Relato mostrado:
----------

Publicado en
octubre 19, 2013
Un estudiante de medicina recibe la lección de su vida.
Por el Doctor David Haslam (nacido en 1949, ejerce como médico general en Cambridgeshire, Inglaterra. También es periodista independiente y autor de cinco libros para padres de familia.)
TODAS LAS LECCIONES que recibí en mi época de esudiante de medicina las recuerdo a medias. Todas, excepto la del primer día que visitamos un hospital. Esa experiencia la recuerdo como si hubiera ocurrido ayer.
Durante los dos primeros años de la carrera, mis condiscípulos y yo habíamos sobrellevado las clases de disección, de bioquímica y de otras materias que nos parecían inútiles. Pero afortunadamente ya había terminado aquella pérdida de tiempo anterior a la práctica clínica; por fin íbamos a ver pacientes. Me reuní con cinco compañeros en el hospital. Estábamos nerviosos.
Nos arrimamos al pie de la cama del primer enfermo, todos de bata blanca, impecable con los bolsillos repletos de libretas e instrumentos. Contra lo acostumbrado, no llevábamos nuestros estetoscopios. Nos habían dado instrucciones de que los dejáramos en la oficina de la jefa de enfermeras.
Nuestro maestro supervisor nos miró de arriba abajo.
—Les presento al señor Watkins —dijo—. Se le ha informado de las actividades de hoy, y no tiene inconveniente en que tomen el tiempo que necesiten para escucharle el corazón. Sufre de estenosis mitral, y dudo que ustedes, en el ejercicio de su profesión, encuentren un caso en el que se oiga más claramente el trastorno.

----------

Qué harás:
A) Indica si cada afirmación coincide con el relato del estudiante de medicina: (i) los estudiantes llevaban sus estetoscopios junto a la cama del primer enfermo; (ii) el narrador se reunió con cinco compañeros en el hospital; (iii) el señor Watkins sufre de estenosis mitral. Responde sí o no a cada una y cita textualmente las palabras del relato que lo deciden.
B) Enumera todos los datos sobre el Doctor David Haslam que aparecen entre paréntesis junto a su nombre en el relato del estudiante de medicina.
C) Prosigue el relato del estudiante de medicina a partir de la última frase del maestro supervisor.
Este material procede de una fuente distinta a la del relato.

Material recibido:
----------

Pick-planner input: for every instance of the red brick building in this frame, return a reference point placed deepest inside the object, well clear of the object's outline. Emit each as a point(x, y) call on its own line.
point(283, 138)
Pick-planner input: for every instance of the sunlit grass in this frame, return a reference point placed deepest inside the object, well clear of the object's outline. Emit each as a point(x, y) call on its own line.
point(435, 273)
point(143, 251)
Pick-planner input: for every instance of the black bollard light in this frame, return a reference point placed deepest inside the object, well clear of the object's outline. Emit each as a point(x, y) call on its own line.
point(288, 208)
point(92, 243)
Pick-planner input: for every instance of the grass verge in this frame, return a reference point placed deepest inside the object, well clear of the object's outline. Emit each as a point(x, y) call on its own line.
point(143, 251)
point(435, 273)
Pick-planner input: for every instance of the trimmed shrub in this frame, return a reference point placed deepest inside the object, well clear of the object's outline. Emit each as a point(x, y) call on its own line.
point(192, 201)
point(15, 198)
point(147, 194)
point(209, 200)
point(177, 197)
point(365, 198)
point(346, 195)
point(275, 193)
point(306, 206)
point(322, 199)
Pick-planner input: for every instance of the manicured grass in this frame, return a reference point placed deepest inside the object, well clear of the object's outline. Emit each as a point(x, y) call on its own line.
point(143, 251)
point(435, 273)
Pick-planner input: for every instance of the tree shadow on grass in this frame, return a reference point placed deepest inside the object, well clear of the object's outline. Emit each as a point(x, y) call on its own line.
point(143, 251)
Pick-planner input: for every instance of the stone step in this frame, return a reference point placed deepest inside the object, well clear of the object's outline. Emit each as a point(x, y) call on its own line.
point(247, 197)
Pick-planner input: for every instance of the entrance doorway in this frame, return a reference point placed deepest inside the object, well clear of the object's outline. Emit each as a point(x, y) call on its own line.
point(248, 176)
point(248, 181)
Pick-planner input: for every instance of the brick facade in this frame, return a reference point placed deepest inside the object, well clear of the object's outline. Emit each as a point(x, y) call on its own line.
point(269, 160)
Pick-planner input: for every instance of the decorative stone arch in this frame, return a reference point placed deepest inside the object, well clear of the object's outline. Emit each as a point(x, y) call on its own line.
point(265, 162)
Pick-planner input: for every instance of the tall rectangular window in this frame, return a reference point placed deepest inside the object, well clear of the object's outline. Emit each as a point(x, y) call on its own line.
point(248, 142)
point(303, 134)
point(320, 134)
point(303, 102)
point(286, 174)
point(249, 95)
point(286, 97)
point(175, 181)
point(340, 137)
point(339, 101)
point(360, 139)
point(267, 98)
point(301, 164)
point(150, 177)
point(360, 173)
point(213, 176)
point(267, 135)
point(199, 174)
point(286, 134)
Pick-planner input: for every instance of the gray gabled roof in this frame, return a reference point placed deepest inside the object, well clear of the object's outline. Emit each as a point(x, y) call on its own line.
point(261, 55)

----------

Resultados:
A)
(i) No: «Contra lo acostumbrado, no llevábamos nuestros estetoscopios.»
(ii) Sí: «Me reuní con cinco compañeros en el hospital.»
(iii) Sí: «Sufre de estenosis mitral»

B)
- Nació en 1949.
- Ejerce como médico general en Cambridgeshire, Inglaterra.
- Es periodista independiente.
- Es autor de cinco libros para padres de familia.

C)
Sabíamos que la estenosis mitral es el estrechamiento del orificio auriculoventricular izquierdo. Aunque nunca habíamos escuchado un soplo cardiaco, le hicimos al supervisor una enumeración exacta de lo que íbamos a oír: primero, un latido fuerte; luego, una especie de chasquido, y luego, los dos soplos característicos de esa enfermedad.
El supervisor nos pasó su estetoscopio y nos aconsejó:
—No se apresuren. Escuchen bien. En el caso del señor Watkins, el chasquido es muy fuerte.
Uno tras otro, nos colocamos el instrumento, auscultamos al paciente con sumo cuidado y, con mirada reflexiva, movimos la cabeza en señal de afirmación.
—¡Sí, ahí está! —decíamos.
Vimos cómo se le iluminaban los ojos al compañero en turno en el momento en que percibía los sonidos. Al final le agradecimos al supervisor que nos hubiera mostrado un caso tan claro.
Terminada la sesión, regresamos a la oficina de la jefa de enfermeras y tomamos asiento. El supervisor nos preguntó:
—¿Están todos seguros de haber escuchado bien?
Le dijimos que sí. Entonces él, con calma y sin pronunciar una palabra más, comenzó a destornillar su estetoscopio. Luego sacó de su bolsillo unas pincitas y extrajo del tubo del aparato un taponzote de algodón que él le había puesto. El estetoscopio había estado inutilizado, muerto, silencioso. Ninguno de nosotros podía haber oído los latidos del corazón del paciente, y mucho menos los famosos chasquidos.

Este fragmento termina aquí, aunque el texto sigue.